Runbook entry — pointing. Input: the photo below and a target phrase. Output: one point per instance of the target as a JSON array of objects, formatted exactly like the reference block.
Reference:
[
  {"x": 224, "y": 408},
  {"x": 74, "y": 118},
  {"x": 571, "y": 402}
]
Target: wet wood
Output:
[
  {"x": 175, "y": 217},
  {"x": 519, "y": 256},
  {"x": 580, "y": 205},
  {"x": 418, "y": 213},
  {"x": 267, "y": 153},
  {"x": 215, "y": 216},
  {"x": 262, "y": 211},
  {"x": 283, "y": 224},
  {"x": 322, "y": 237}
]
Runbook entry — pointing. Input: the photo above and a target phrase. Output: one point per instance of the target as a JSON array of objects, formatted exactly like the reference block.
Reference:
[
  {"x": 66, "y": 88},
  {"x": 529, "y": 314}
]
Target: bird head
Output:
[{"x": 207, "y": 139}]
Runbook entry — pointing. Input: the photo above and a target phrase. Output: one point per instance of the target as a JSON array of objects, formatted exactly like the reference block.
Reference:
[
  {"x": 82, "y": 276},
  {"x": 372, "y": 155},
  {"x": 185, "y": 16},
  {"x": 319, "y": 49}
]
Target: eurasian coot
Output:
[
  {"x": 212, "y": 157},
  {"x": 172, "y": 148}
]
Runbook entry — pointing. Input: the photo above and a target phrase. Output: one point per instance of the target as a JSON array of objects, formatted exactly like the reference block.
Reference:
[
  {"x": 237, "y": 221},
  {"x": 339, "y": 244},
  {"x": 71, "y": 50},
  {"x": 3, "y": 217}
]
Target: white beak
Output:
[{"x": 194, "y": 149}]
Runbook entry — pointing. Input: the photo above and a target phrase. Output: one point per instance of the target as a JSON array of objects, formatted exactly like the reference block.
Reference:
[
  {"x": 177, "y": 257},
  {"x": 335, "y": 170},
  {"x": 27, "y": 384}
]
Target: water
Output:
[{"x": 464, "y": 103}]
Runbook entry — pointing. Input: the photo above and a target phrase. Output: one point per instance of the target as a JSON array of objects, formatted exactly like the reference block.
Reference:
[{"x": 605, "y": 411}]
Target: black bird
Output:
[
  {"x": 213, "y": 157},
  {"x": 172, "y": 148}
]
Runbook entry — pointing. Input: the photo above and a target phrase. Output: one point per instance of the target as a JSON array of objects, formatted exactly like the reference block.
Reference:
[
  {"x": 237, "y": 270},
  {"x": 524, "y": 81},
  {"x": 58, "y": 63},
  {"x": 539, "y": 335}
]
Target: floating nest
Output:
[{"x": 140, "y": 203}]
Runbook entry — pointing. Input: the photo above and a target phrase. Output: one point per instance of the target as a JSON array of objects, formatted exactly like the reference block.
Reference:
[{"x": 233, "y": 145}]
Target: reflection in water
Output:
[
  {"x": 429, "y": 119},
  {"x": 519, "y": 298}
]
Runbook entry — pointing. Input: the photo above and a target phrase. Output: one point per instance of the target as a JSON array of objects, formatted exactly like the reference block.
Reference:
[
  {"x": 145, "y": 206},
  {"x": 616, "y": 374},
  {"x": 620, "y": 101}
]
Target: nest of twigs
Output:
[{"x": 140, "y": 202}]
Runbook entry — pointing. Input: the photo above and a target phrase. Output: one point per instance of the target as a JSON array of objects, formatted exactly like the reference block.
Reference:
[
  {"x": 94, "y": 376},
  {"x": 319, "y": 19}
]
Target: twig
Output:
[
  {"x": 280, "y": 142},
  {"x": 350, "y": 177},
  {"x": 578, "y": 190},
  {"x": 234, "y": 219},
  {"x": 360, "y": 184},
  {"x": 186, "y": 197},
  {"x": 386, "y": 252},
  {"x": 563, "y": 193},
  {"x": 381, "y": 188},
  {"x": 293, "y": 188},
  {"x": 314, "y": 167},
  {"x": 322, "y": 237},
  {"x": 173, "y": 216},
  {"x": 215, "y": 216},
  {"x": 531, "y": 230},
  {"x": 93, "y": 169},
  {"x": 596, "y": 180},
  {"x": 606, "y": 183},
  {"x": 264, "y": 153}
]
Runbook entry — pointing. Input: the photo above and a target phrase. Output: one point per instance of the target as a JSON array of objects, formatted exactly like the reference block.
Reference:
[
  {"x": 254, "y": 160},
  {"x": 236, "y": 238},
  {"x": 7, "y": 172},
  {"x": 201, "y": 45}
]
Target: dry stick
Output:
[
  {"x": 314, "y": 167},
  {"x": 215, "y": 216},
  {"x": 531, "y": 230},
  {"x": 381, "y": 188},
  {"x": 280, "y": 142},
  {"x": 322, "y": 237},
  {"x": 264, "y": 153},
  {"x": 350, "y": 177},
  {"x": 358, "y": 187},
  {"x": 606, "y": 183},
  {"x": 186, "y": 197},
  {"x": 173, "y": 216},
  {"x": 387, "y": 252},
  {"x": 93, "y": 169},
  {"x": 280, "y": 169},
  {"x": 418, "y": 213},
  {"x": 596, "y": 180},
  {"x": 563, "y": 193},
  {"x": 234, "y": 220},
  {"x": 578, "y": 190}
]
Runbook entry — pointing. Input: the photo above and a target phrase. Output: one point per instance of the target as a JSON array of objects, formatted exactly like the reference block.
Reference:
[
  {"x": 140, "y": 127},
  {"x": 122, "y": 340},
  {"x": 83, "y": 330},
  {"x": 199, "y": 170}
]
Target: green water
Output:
====================
Task to carry out → Print every entry exactly as it appears.

Completed task →
Runbook entry — pointing. Input: the photo below and a target phrase. Output: one point per instance of the target as a JSON array of objects, formatted exactly like the reference block.
Reference:
[
  {"x": 224, "y": 408},
  {"x": 74, "y": 118},
  {"x": 571, "y": 402}
]
Target: wet wood
Output:
[
  {"x": 175, "y": 217},
  {"x": 519, "y": 256},
  {"x": 580, "y": 205},
  {"x": 418, "y": 213},
  {"x": 267, "y": 153},
  {"x": 215, "y": 216},
  {"x": 262, "y": 211},
  {"x": 283, "y": 224},
  {"x": 322, "y": 237}
]
Runbook entry — pointing. Input: the photo above and a target phrase. Output: one point per instance of the target as a JSON array of objects, formatted exactly like the reference block.
Reference:
[
  {"x": 66, "y": 88},
  {"x": 529, "y": 314}
]
Target: bird head
Output:
[{"x": 207, "y": 139}]
Runbook entry — pointing. Input: the photo above and a target phrase. Output: one point per instance of the target as a JSON array of objects, formatted exactly like the reference block.
Reference:
[
  {"x": 82, "y": 276},
  {"x": 372, "y": 155},
  {"x": 185, "y": 16},
  {"x": 319, "y": 49}
]
Target: eurasian coot
Output:
[
  {"x": 212, "y": 157},
  {"x": 172, "y": 148}
]
Runbook entry — pointing. Input: the photo above and a target phrase. Output: one point per instance of the target as a JSON array of objects, formatted exactly like the reference block.
Reference:
[
  {"x": 237, "y": 221},
  {"x": 339, "y": 244},
  {"x": 71, "y": 50},
  {"x": 3, "y": 217}
]
Target: white beak
Output:
[{"x": 194, "y": 149}]
Runbook entry — pointing. Input: the photo above and a target phrase. Output: one point per instance of the target as a JSON array of objects, formatted exactly like the reference block.
Reference:
[
  {"x": 177, "y": 257},
  {"x": 335, "y": 170},
  {"x": 27, "y": 384}
]
Target: water
Output:
[{"x": 464, "y": 103}]
Runbook entry — pointing. Input: the photo above and a target phrase. Output: one point per instance of the target as a JSON array of objects, formatted exactly like the reference block.
Reference:
[{"x": 605, "y": 411}]
Target: black bird
Output:
[
  {"x": 213, "y": 157},
  {"x": 172, "y": 148}
]
Runbook entry — pointing. Input: the photo above and a target phrase. Output: one point per instance of the target as a JSON array of objects, formatted exactly like the reference block.
Reference:
[
  {"x": 237, "y": 270},
  {"x": 524, "y": 81},
  {"x": 58, "y": 63},
  {"x": 539, "y": 335}
]
Target: floating nest
Output:
[{"x": 140, "y": 203}]
Runbook entry — pointing. Input: the photo above and a target phrase. Output: one point per instance of the target as a JSON array of objects, formatted exactly like the reference block.
Reference:
[{"x": 233, "y": 145}]
Target: reflection in water
Output:
[
  {"x": 429, "y": 119},
  {"x": 519, "y": 298}
]
Runbook entry — pointing. Input: the photo above and a target phrase. Output: one point per instance of the target as a JSON array of objects, formatted exactly like the reference block.
Reference:
[
  {"x": 145, "y": 206},
  {"x": 616, "y": 374},
  {"x": 620, "y": 101}
]
Target: nest of twigs
Output:
[{"x": 140, "y": 202}]
Runbook entry — pointing. Input: the photo above and a target phrase. Output: one point per instance of the target as a JSON array of objects, formatted exactly like the reference block.
Reference:
[
  {"x": 94, "y": 376},
  {"x": 319, "y": 19}
]
Target: twig
Output:
[
  {"x": 280, "y": 142},
  {"x": 350, "y": 177},
  {"x": 578, "y": 190},
  {"x": 234, "y": 219},
  {"x": 360, "y": 184},
  {"x": 186, "y": 197},
  {"x": 386, "y": 252},
  {"x": 563, "y": 193},
  {"x": 381, "y": 188},
  {"x": 293, "y": 188},
  {"x": 314, "y": 167},
  {"x": 322, "y": 237},
  {"x": 173, "y": 216},
  {"x": 215, "y": 216},
  {"x": 531, "y": 230},
  {"x": 93, "y": 169},
  {"x": 596, "y": 180},
  {"x": 606, "y": 183},
  {"x": 264, "y": 153}
]
Runbook entry — pointing. Input: the photo above and a target phrase. Output: one point per instance of the target as a JSON array of objects, formatted exactly like the reference block.
Reference:
[
  {"x": 254, "y": 160},
  {"x": 236, "y": 238},
  {"x": 7, "y": 172},
  {"x": 201, "y": 45}
]
Target: dry stick
Output:
[
  {"x": 314, "y": 167},
  {"x": 215, "y": 216},
  {"x": 531, "y": 230},
  {"x": 381, "y": 188},
  {"x": 280, "y": 142},
  {"x": 322, "y": 237},
  {"x": 264, "y": 153},
  {"x": 350, "y": 177},
  {"x": 358, "y": 187},
  {"x": 606, "y": 183},
  {"x": 186, "y": 197},
  {"x": 173, "y": 216},
  {"x": 387, "y": 252},
  {"x": 93, "y": 169},
  {"x": 280, "y": 169},
  {"x": 418, "y": 213},
  {"x": 596, "y": 180},
  {"x": 563, "y": 193},
  {"x": 234, "y": 220},
  {"x": 578, "y": 190}
]
Runbook entry — pointing. Input: the photo above and a target phrase. Output: one point per instance of the target as a JSON array of objects, formatted exactly like the reference block.
Reference:
[
  {"x": 140, "y": 127},
  {"x": 122, "y": 340},
  {"x": 83, "y": 330},
  {"x": 199, "y": 170}
]
Target: green water
Output:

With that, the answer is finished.